*** Page extract Section Begins ***

Belgium condemns ‘cowardly’ Mali attack
Belgian Foreign Minister Didier Reynders denounced Saturday the killing of five people, including a Belgian national, in a "cowardly attack" on a Mali nightclub.
“My thoughts are with the victims and their families,” Reynders said on the sidelines of an EU foreign ministers meeting in the Latvian capital Riga.
Reynders said he believed the dead included a Belgian national and a spokesman for the minister later confirmed that this was the case.
The spokesman gave no further details.
EU foreign affairs head Federica Mogherini said one of the victims worked with the European Union in Mali where the 28-nation bloc runs a mission to assist police and national guard forces.
Mogherini did not give the nationality of the victim in a tweeted message.
At least one gunman entered the nightclub in an area of the Mali capital Bamako which is popular with expatriates and opened fire in the early hours of Saturday, local police said.

*** Page extract Section Ends ***
*** Supplied material Section Begins ***

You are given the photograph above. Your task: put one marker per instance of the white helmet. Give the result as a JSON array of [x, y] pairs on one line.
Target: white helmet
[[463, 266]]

*** Supplied material Section Ends ***

**Instructions to follow**
According to the article on the Mali nightclub attack, where was Didier Reynders when he said his thoughts were with the victims and their families? This material comes from a source unrelated to the article.

**Reply**
He was on the sidelines of an EU foreign ministers meeting in the Latvian capital, Riga.